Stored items
────────

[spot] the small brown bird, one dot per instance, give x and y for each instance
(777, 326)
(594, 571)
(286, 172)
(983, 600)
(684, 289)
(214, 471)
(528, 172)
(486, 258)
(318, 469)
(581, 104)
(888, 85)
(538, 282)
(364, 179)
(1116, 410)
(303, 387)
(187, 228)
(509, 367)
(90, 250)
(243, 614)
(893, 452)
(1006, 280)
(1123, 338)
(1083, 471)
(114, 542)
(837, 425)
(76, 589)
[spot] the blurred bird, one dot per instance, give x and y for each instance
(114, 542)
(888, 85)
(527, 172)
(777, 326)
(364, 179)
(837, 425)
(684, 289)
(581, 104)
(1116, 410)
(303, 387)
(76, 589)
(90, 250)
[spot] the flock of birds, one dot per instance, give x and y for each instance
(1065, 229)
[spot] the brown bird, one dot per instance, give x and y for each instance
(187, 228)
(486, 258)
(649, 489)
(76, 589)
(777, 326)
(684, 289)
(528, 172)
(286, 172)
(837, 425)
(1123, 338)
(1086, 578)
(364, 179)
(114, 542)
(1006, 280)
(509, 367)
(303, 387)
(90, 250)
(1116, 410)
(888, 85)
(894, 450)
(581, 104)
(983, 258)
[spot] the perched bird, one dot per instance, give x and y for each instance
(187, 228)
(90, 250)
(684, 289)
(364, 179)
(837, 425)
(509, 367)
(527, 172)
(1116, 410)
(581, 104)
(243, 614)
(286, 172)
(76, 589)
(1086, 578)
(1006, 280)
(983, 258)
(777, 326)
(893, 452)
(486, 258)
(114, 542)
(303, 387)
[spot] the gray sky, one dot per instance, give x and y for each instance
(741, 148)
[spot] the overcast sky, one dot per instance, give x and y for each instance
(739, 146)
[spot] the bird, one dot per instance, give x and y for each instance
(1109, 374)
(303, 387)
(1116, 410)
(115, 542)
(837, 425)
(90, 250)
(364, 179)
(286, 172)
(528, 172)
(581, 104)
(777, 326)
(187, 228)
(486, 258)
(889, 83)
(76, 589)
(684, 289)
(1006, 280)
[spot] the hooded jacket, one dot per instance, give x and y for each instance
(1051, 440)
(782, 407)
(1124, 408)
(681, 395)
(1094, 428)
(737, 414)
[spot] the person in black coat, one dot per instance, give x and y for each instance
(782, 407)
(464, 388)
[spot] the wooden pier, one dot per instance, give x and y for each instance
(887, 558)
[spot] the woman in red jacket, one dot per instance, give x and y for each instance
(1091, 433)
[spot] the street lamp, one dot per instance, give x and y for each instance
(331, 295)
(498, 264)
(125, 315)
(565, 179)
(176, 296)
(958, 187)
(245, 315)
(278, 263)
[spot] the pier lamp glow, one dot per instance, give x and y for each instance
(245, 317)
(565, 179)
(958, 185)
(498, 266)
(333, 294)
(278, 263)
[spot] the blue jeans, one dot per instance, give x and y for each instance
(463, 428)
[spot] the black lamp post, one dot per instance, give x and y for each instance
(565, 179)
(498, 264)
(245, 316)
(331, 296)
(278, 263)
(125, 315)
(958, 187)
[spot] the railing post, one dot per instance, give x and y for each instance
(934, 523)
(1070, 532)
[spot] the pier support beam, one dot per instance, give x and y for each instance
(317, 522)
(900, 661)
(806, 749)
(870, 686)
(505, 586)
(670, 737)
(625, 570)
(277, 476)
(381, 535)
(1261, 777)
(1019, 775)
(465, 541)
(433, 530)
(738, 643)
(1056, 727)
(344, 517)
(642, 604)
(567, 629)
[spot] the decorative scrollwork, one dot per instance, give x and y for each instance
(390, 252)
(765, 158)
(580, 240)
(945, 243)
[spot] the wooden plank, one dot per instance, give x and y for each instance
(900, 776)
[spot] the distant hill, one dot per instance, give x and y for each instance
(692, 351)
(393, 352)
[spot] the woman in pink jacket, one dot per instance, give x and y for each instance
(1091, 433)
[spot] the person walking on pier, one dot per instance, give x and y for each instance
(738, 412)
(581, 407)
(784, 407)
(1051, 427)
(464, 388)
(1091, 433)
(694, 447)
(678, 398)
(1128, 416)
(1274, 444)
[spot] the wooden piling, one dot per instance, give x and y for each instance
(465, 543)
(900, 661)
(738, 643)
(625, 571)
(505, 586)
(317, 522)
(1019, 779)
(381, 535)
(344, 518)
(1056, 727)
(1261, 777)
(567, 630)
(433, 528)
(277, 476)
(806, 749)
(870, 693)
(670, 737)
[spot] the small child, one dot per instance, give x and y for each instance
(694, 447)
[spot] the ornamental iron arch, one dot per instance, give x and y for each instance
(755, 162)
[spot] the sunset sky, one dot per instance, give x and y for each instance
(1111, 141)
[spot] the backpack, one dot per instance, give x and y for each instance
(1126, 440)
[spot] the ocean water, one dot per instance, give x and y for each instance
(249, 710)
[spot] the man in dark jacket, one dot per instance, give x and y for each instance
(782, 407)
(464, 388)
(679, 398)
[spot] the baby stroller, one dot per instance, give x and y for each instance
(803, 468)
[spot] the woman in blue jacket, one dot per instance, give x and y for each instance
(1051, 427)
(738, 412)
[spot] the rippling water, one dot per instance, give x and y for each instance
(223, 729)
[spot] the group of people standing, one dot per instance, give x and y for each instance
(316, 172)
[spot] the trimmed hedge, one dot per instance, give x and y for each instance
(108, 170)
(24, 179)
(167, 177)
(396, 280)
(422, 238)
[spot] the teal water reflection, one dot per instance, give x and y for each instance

────────

What is being asked
Place each line of the data above into a Markdown table with two columns, No. and Entry, numbering the rows in order and leaving out any blank lines.

Result of this task
| No. | Entry |
|---|---|
| 1 | [spot] the small brown bird, one dot per instance, give x and y for each instance |
| 2 | (777, 326) |
| 3 | (594, 571) |
| 4 | (286, 172) |
| 5 | (983, 600) |
| 6 | (684, 289) |
| 7 | (214, 471) |
| 8 | (528, 172) |
| 9 | (486, 258) |
| 10 | (318, 469) |
| 11 | (581, 104) |
| 12 | (888, 85) |
| 13 | (538, 282) |
| 14 | (364, 179) |
| 15 | (1116, 410) |
| 16 | (303, 387) |
| 17 | (187, 228) |
| 18 | (509, 367) |
| 19 | (90, 250) |
| 20 | (243, 614) |
| 21 | (893, 452) |
| 22 | (1006, 280) |
| 23 | (1123, 338) |
| 24 | (1083, 471) |
| 25 | (114, 542) |
| 26 | (837, 425) |
| 27 | (76, 589) |
| 28 | [spot] the blurred bird, one dot per instance, give x and y for each instance |
| 29 | (114, 542) |
| 30 | (888, 85) |
| 31 | (527, 172) |
| 32 | (777, 326) |
| 33 | (364, 179) |
| 34 | (837, 425) |
| 35 | (684, 289) |
| 36 | (581, 104) |
| 37 | (1116, 410) |
| 38 | (303, 387) |
| 39 | (76, 589) |
| 40 | (90, 250) |
| 41 | [spot] the flock of birds, one dot per instance, give x and y for each instance |
| 42 | (1065, 229) |
| 43 | [spot] the brown bird, one dot per instance, give x and y for each instance |
| 44 | (187, 228) |
| 45 | (486, 258) |
| 46 | (649, 489) |
| 47 | (76, 589) |
| 48 | (777, 326) |
| 49 | (684, 289) |
| 50 | (528, 172) |
| 51 | (286, 172) |
| 52 | (837, 425) |
| 53 | (1123, 338) |
| 54 | (1086, 578) |
| 55 | (364, 179) |
| 56 | (114, 542) |
| 57 | (1006, 280) |
| 58 | (509, 367) |
| 59 | (303, 387) |
| 60 | (90, 250) |
| 61 | (1116, 410) |
| 62 | (888, 85) |
| 63 | (894, 450) |
| 64 | (581, 104) |
| 65 | (983, 258) |
| 66 | [spot] the perched bird, one dot per instance, give x and y for each instance |
| 67 | (187, 228) |
| 68 | (90, 250) |
| 69 | (684, 289) |
| 70 | (364, 179) |
| 71 | (837, 425) |
| 72 | (509, 367) |
| 73 | (527, 172) |
| 74 | (1116, 410) |
| 75 | (581, 104) |
| 76 | (243, 614) |
| 77 | (286, 172) |
| 78 | (76, 589) |
| 79 | (1086, 578) |
| 80 | (1006, 280) |
| 81 | (983, 258) |
| 82 | (777, 326) |
| 83 | (893, 452) |
| 84 | (486, 258) |
| 85 | (114, 542) |
| 86 | (303, 387) |
| 87 | [spot] the gray sky, one dot per instance, give x and y for each instance |
| 88 | (741, 148) |
| 89 | [spot] the overcast sky, one dot per instance, give x and y for each instance |
| 90 | (739, 146) |
| 91 | [spot] the bird, one dot per instance, give x and y for each instance |
| 92 | (1109, 374) |
| 93 | (303, 387) |
| 94 | (1116, 410) |
| 95 | (115, 542) |
| 96 | (837, 425) |
| 97 | (90, 250) |
| 98 | (364, 179) |
| 99 | (286, 172) |
| 100 | (528, 172) |
| 101 | (581, 104) |
| 102 | (777, 326) |
| 103 | (187, 228) |
| 104 | (486, 258) |
| 105 | (889, 83) |
| 106 | (76, 589) |
| 107 | (684, 289) |
| 108 | (1006, 280) |
| 109 | [spot] the hooded jacket, one dot per instance, give x and y for each instance |
| 110 | (1051, 440) |
| 111 | (782, 407) |
| 112 | (1124, 408) |
| 113 | (681, 395) |
| 114 | (1094, 428) |
| 115 | (737, 414) |
| 116 | [spot] the person in black coat, one dot per instance, give x and y for each instance |
| 117 | (782, 407) |
| 118 | (464, 388) |
| 119 | [spot] the wooden pier, one dot per instance, give x and y for each instance |
| 120 | (887, 558) |
| 121 | [spot] the woman in red jacket, one dot per instance, give x and y for each instance |
| 122 | (1091, 433) |
| 123 | [spot] the street lamp, one dot per instance, give x and y for each instance |
| 124 | (331, 295) |
| 125 | (498, 264) |
| 126 | (125, 315) |
| 127 | (565, 179) |
| 128 | (176, 296) |
| 129 | (958, 187) |
| 130 | (245, 315) |
| 131 | (278, 263) |
| 132 | [spot] the pier lamp glow, one dot per instance, give x and y for each instance |
| 133 | (245, 317) |
| 134 | (565, 179) |
| 135 | (958, 185) |
| 136 | (498, 266) |
| 137 | (333, 294) |
| 138 | (278, 263) |
| 139 | [spot] the blue jeans, one dot per instance, give x and y for each instance |
| 140 | (463, 428) |
| 141 | [spot] the black lamp post, one dot per instance, give x and y for each instance |
| 142 | (565, 179) |
| 143 | (498, 264) |
| 144 | (245, 316) |
| 145 | (331, 296) |
| 146 | (278, 263) |
| 147 | (125, 315) |
| 148 | (958, 187) |
| 149 | [spot] the railing post, one dot per instance, give x and y for each instance |
| 150 | (934, 523) |
| 151 | (1070, 532) |
| 152 | [spot] the pier support beam, one dot per instance, give x and y for each instance |
| 153 | (317, 522) |
| 154 | (900, 661) |
| 155 | (806, 749) |
| 156 | (870, 686) |
| 157 | (505, 586) |
| 158 | (670, 737) |
| 159 | (625, 570) |
| 160 | (277, 476) |
| 161 | (381, 535) |
| 162 | (1261, 777) |
| 163 | (1019, 775) |
| 164 | (465, 541) |
| 165 | (433, 530) |
| 166 | (738, 643) |
| 167 | (1056, 727) |
| 168 | (344, 517) |
| 169 | (642, 604) |
| 170 | (567, 629) |
| 171 | [spot] the decorative scrollwork, one dot per instance, give x and y for each instance |
| 172 | (390, 252) |
| 173 | (765, 158) |
| 174 | (580, 240) |
| 175 | (945, 243) |
| 176 | [spot] the wooden plank, one dot per instance, give x and y for each instance |
| 177 | (900, 776) |
| 178 | [spot] the distant hill, one dot per instance, give x and y for each instance |
| 179 | (692, 351) |
| 180 | (393, 352) |
| 181 | [spot] the woman in pink jacket, one dot per instance, give x and y for each instance |
| 182 | (1091, 433) |
| 183 | [spot] the person walking on pier, one dot per instance, give x and y for each instance |
| 184 | (738, 412) |
| 185 | (581, 407) |
| 186 | (784, 407) |
| 187 | (1051, 427) |
| 188 | (464, 388) |
| 189 | (1091, 433) |
| 190 | (694, 447) |
| 191 | (678, 398) |
| 192 | (1128, 416) |
| 193 | (1274, 444) |
| 194 | [spot] the wooden piling, one dot per instance, give x and y for each instance |
| 195 | (465, 543) |
| 196 | (900, 661) |
| 197 | (738, 643) |
| 198 | (625, 571) |
| 199 | (505, 586) |
| 200 | (317, 522) |
| 201 | (1019, 779) |
| 202 | (381, 535) |
| 203 | (344, 518) |
| 204 | (1056, 727) |
| 205 | (1261, 777) |
| 206 | (567, 630) |
| 207 | (433, 528) |
| 208 | (277, 476) |
| 209 | (806, 749) |
| 210 | (870, 693) |
| 211 | (670, 737) |
| 212 | [spot] the small child, one dot per instance, give x and y for each instance |
| 213 | (694, 447) |
| 214 | [spot] the ornamental iron arch, one dot per instance, give x and y for each instance |
| 215 | (755, 162) |
| 216 | [spot] the sunset sky, one dot per instance, give x and y for each instance |
| 217 | (1111, 141) |
| 218 | [spot] the backpack, one dot per instance, give x and y for each instance |
| 219 | (1126, 440) |
| 220 | [spot] the ocean water, one dot per instance, give x and y for each instance |
| 221 | (249, 710) |
| 222 | [spot] the man in dark jacket, one dot per instance, give x and y for each instance |
| 223 | (782, 407) |
| 224 | (464, 388) |
| 225 | (679, 398) |
| 226 | [spot] the baby stroller, one dot per instance, give x and y for each instance |
| 227 | (803, 468) |
| 228 | [spot] the woman in blue jacket, one dot per instance, give x and y for each instance |
| 229 | (1051, 427) |
| 230 | (738, 412) |
| 231 | [spot] the rippling water, one dot per instance, give x and y for each instance |
| 232 | (223, 729) |
| 233 | [spot] the group of people standing, one dot per instance, give x and y for each instance |
| 234 | (316, 172) |
| 235 | [spot] the trimmed hedge, one dot per instance, give x and y for each instance |
| 236 | (108, 170) |
| 237 | (24, 179) |
| 238 | (167, 177) |
| 239 | (396, 280) |
| 240 | (422, 238) |
| 241 | [spot] the teal water reflection, one dot per instance, give x and y for each instance |